-- Problem statement --
Write out the stretch from the line containing "Could you please put a dot on the dented" through the line containing "column 101, row 128", reproducing each line without alteration. Do not copy any other lines.

-- Given records --
------------------------
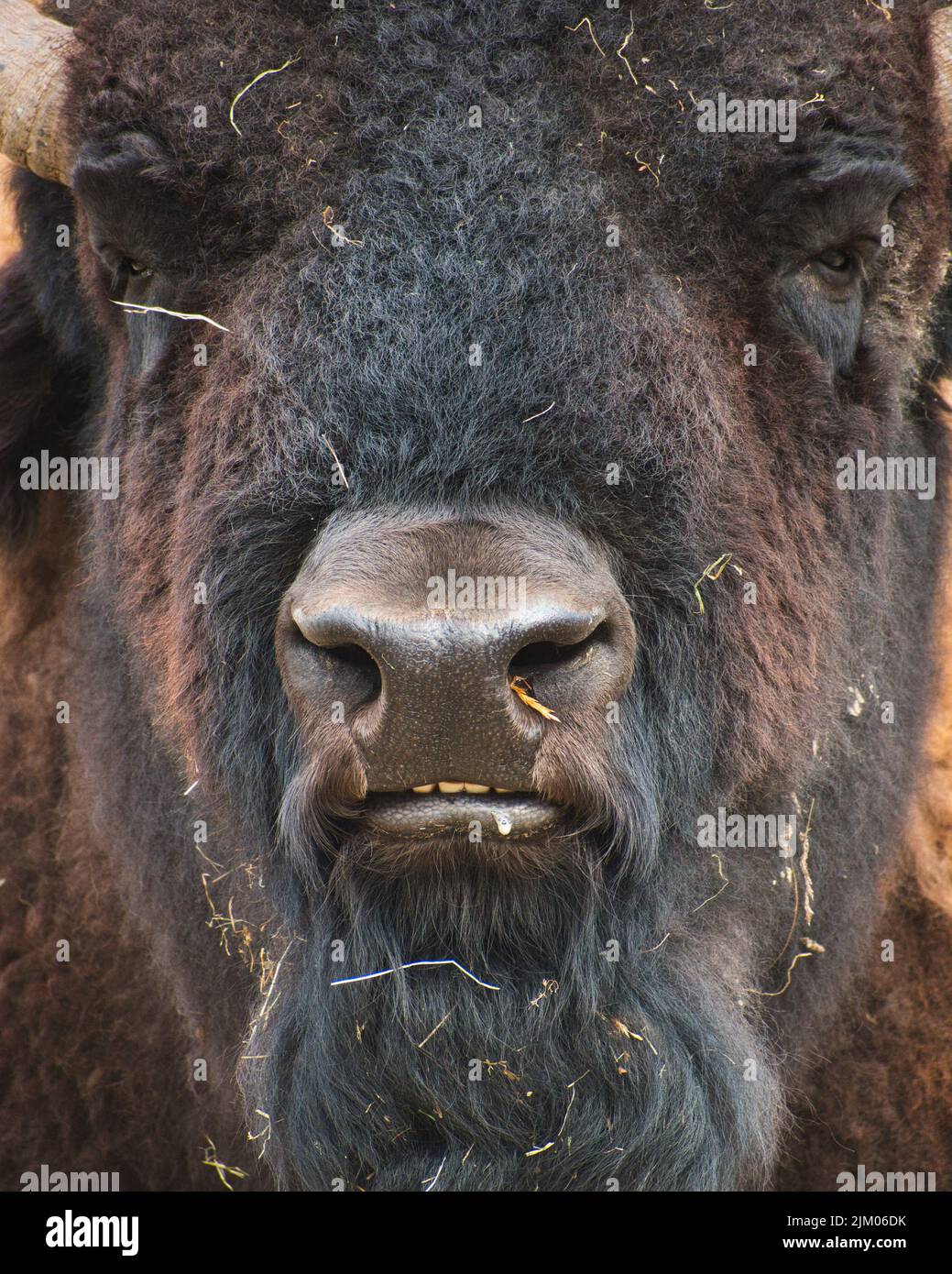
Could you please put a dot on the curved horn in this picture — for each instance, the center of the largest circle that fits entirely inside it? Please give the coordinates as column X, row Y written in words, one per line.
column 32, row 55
------------------------
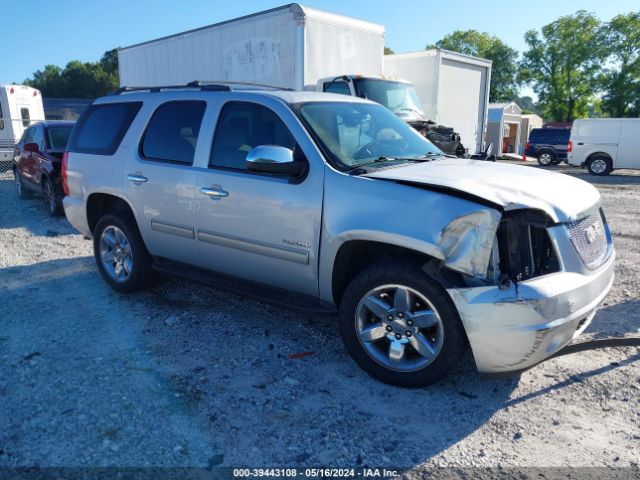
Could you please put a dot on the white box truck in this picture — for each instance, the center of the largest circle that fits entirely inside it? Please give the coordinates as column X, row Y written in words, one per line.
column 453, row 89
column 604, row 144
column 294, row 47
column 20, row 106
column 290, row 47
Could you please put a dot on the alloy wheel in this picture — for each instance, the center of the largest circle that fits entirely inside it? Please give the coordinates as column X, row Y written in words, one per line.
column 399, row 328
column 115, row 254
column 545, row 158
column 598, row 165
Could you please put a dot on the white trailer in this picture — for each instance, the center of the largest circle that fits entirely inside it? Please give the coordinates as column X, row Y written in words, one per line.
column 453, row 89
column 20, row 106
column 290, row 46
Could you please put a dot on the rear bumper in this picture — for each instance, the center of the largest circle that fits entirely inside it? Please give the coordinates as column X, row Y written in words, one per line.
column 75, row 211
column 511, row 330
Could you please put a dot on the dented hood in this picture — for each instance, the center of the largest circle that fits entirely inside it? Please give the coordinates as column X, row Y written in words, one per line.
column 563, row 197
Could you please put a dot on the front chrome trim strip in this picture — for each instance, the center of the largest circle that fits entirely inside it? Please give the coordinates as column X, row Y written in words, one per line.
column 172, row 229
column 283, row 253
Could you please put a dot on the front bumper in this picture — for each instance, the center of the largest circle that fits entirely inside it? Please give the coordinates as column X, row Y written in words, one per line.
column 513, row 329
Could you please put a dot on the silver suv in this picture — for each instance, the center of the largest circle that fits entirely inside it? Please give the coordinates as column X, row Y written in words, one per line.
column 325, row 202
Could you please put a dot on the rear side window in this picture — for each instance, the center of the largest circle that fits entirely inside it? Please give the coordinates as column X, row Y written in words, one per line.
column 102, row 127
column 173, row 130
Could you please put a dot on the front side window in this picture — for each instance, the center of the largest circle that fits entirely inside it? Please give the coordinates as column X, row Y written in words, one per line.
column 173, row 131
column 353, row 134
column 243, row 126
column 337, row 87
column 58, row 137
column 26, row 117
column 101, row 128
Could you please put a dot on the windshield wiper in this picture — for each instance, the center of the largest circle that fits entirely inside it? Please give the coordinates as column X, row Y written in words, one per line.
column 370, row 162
------------------------
-- Answer --
Could you please put a dot on the dented hood in this picture — for each instance, the center of the largest circle that fits entirely inside it? Please give the coordinates as column X, row Y written in words, one per line.
column 563, row 197
Could you please put a dot on the front chrome trim strip in this picture — for each instance, the center of the largest circle that fits entirely inside it? Please give the coordinates as column X, row Y written in words, one per line.
column 172, row 229
column 283, row 253
Could you please put a dot on the front bumper in this picture — for each instance, the center of the largest circle that fits entirely inside it? Please give the coordinates as column X, row Y written in words, one per line.
column 513, row 329
Could you please put a dot on the silver suv in this picture — for each instance, the center of the largest circle that fits entirely inside it? Please give the coordinates as column X, row Y written in words, one per line.
column 325, row 202
Could you please put a dot on the rear side window in this picture — for each instance, the center of the largest circle that fits entirely inside it? Please give the coordinates as column X, row Y written in words, one per line.
column 102, row 127
column 173, row 130
Could you please put a dot on the front side window in this picture — for each instance, the center of the largest circle that fits entirely inside it? Please give the coordinates as column X, row Y written in words, one per line.
column 173, row 131
column 353, row 134
column 243, row 126
column 337, row 87
column 58, row 137
column 26, row 117
column 101, row 128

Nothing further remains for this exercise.